What is required:
Transcribe the entire listing exactly as it appears.
━━━━━━━━
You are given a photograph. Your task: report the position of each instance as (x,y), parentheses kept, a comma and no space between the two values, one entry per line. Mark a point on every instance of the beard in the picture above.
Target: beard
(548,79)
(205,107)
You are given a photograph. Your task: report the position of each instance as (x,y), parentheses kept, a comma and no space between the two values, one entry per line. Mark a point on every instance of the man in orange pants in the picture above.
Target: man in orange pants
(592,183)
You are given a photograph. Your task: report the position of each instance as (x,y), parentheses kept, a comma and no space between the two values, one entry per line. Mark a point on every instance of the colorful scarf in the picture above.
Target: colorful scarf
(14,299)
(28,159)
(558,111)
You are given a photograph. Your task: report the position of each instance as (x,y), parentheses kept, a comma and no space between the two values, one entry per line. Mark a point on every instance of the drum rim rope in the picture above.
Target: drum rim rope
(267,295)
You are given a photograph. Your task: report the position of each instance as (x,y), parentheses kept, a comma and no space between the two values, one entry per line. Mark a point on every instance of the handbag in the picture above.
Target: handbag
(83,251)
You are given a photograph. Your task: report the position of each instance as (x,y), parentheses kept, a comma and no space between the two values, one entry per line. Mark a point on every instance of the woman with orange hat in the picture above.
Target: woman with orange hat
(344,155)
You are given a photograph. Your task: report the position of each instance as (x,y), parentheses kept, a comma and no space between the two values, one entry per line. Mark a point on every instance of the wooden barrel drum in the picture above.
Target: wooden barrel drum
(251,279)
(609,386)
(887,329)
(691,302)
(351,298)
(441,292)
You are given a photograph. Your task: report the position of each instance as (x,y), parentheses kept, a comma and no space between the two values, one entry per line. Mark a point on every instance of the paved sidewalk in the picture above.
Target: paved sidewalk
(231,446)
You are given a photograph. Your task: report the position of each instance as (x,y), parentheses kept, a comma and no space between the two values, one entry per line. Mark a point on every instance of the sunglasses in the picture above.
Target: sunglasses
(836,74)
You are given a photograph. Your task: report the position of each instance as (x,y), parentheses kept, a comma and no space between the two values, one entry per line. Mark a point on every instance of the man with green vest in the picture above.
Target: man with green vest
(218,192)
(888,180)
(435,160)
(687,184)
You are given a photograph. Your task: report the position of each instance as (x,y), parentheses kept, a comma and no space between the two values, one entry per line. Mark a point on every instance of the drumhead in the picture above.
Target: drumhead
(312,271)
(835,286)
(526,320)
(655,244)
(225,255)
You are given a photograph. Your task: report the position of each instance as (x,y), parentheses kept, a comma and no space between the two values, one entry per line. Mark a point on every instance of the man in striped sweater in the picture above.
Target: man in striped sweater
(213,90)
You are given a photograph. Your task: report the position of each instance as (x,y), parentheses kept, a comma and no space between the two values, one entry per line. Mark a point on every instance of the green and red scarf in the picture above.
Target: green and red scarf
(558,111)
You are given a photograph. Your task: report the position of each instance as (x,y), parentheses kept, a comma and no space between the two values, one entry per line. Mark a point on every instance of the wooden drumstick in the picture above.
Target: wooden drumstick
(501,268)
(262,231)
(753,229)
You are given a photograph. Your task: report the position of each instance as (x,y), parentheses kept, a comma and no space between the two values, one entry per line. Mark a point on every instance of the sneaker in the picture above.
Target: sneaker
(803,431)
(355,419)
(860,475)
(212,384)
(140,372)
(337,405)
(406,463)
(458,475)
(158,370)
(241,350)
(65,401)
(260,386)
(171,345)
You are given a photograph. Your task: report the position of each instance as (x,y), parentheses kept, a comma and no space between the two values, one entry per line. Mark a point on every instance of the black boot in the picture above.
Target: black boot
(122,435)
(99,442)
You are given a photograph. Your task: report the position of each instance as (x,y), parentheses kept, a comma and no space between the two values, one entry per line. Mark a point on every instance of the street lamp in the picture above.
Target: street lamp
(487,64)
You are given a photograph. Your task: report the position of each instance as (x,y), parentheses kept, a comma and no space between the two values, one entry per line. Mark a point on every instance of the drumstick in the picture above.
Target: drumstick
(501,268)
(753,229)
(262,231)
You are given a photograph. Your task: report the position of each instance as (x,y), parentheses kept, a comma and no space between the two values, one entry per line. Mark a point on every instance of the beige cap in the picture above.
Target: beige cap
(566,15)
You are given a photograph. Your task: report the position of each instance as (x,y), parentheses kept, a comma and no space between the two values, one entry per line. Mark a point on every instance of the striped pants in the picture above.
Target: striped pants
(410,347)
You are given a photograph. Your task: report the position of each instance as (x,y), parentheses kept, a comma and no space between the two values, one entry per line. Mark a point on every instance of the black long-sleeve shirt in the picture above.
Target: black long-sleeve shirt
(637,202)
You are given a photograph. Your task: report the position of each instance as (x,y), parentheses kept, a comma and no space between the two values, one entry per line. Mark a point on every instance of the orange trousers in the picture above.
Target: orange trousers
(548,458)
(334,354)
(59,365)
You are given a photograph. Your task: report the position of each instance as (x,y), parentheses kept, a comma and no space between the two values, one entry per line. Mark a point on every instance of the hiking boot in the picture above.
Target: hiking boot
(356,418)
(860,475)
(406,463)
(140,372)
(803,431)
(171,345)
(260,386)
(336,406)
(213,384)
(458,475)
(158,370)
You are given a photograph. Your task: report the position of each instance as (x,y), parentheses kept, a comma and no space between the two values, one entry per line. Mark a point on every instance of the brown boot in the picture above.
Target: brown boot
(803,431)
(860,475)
━━━━━━━━
Solution for this exercise:
You are given a photograph. Your task: report the position of each instance as (x,y), parentheses kept, a comma and no space between the two values, one entry per line. Mark a point on every instance of the beard in the picture above.
Target: beard
(548,79)
(205,107)
You are given a photograph. Your task: report the position of each instance as (x,y), parentheses kept, a comma and no space between the two values, one entry per line. Mark a point on every instance of the man in orange pants in the picture above.
Target: man in orange pants
(592,183)
You are given a photograph. Your task: report the position of each instance as (x,y), parentheses kept, a comma and no space between the two values, one entry per line. Mark a point on every instance of the colorful scarf in the picture above.
Target: colorful scarf
(14,299)
(28,159)
(558,111)
You are given a photograph. Your task: report the position of each instance as (x,y), parentheses kept, a comma and no space between the two values, one entry per line. Mark a point on every instance of the drum rim rope in the picture above.
Target: drum rim rope
(267,295)
You are given a photograph. Your task: report the position of each instance as (x,y), parentheses kept, a comma and no space between the two values, one entry per line. Mark a point on every instance of the handbag in the picture above.
Target: handbag
(83,251)
You are given a photograph. Your task: report the position of each instance as (x,y), parentheses kept, a comma and no space between the two values, one entry per line. Mark a point on every instance of the woman with orange hat in the picture above.
Target: woman with orange hat
(344,155)
You are given a photograph. Your task: report the position of each instance as (x,y), parentheses kept, a comma and no space between the two values, one entry per line. Mark a point on every instance of the wooden barrel drum in the picture above.
Target: wooden barrel drum
(251,279)
(609,386)
(887,329)
(691,302)
(351,298)
(441,292)
You are given a photograph. Your task: report the position of each instance as (x,y), parentheses kept, a comma and no space between the two values, one entry per line. Mark a point on every instance of the paved sidewalk in the picture above.
Target: paved sidewalk
(231,446)
You are given a photograph. Your task: report the position of each instance as (x,y), parentheses kept, a comma and no space between the two values, one entry per line. Mark a point on every instance of the sunglasses in the picture above.
Target: sunglasses
(836,74)
You are given a photograph. Your task: report the position of each instance as (x,y), parentheses kept, a comma and no space between the two values, one entry per line. Mark a point on every instance of the man with green vest in the picture above.
Target: man with green vest
(218,192)
(888,180)
(435,160)
(687,184)
You are given a photograph. Your task: report the position of each instance as (x,y), parentheses kept, a comma and no space between the two values, one entry per line. Mark a point on every instance of the drumhead in the picture above.
Target: drumhead
(312,271)
(835,286)
(526,320)
(655,244)
(225,255)
You are given a photograph. Your task: report the position of each instance as (x,y), parentheses kept, a comma and no space between the two values, one entry per line. Mark a point on every instance of the man in striped sweater in the picture above.
Target: man in striped sweater
(213,90)
You are given a photograph. Your task: report the position of each instance as (x,y), parentheses kept, a comma and no space between the two values, one entry per line. Mark a point on every instance of the green and red scarf in the picture above.
Target: green and red scarf
(558,111)
You are given a photograph. Your task: report the position of each instance as (x,y), parentheses kept, a comma and no space between the two values, one entry per line. Mark a point on every instance of the wooden drumstick in the picture above.
Target: wooden drumstick
(501,268)
(262,231)
(753,229)
You are given a photograph. Your task: report the position of each instance as (x,y), parentheses kept, a comma and no space between the two values, one entry per line. Mark a point on every instance of the sneaker in the picture above.
Target: sneaker
(803,431)
(355,419)
(860,475)
(212,384)
(140,372)
(337,405)
(406,463)
(458,475)
(158,370)
(241,350)
(65,401)
(260,386)
(171,345)
You are given a photograph. Your task: report the position of each instance as (x,y), parentheses kept, a comma and no space between the two values, one entry per line. Mark a point on every instance of the black boot in the picture above.
Target: black boot
(122,435)
(99,442)
You are given a photograph. Your task: report the position of each instance as (x,y), parentheses kept, a comma and no space between the two values, one entry per line. Mark a point on every instance of the street lamp in the picture above.
Target: street lamp
(487,64)
You are given a photograph. Your task: report the position of each instance as (x,y), parentheses kept, a comma and no space between the two values, one entry per line. Mark a point on every instance of the drumstick in the picture above.
Target: drumstick
(501,268)
(753,229)
(262,231)
You are given a photograph. Your task: report the position of each instance as (x,y), parentheses kept, a comma and no space between the two values, one entry per line. Mark a point on every instance of the beige cap in the picture above.
Target: beige cap
(566,15)
You are given a photograph. Your task: report the position of each instance as (x,y), parentheses kept, a comma and no space between the two values, one entry per line. Mark a point on every instance of the striped pants in the picture above.
Target: striped pants
(410,347)
You are given a photograph. Your task: report the position of each instance as (x,y), parentheses kept, a comma and no space between the two values, one entry per line. Mark a point on every instance of the black long-sleeve shirt in the picture above.
Target: black long-sleeve shirt
(637,202)
You are given a photograph. Your task: report the position of each instance as (x,y), parentheses kept, a comma and no space between the two values, one entry per line. Mark a point on every instance of the orange trousers in the picture above.
Target: orange trousers
(548,458)
(334,354)
(59,365)
You are given a photograph. Your task: report the position of each instance as (x,y), parentheses kept, a comma and no space between the two values, one entry per line. Mark a point on every instance of the hiking boot in the picture above.
Target: hiking boot
(356,418)
(860,475)
(406,463)
(140,372)
(803,431)
(171,345)
(260,386)
(336,406)
(213,384)
(458,475)
(158,370)
You are given a photograph. Your task: report the position of each instance as (x,y), parentheses kept, a comma and no space between the two values, one entry per line. Mark a point on every instance of the brown boot in the picture above.
Target: brown boot
(803,431)
(860,475)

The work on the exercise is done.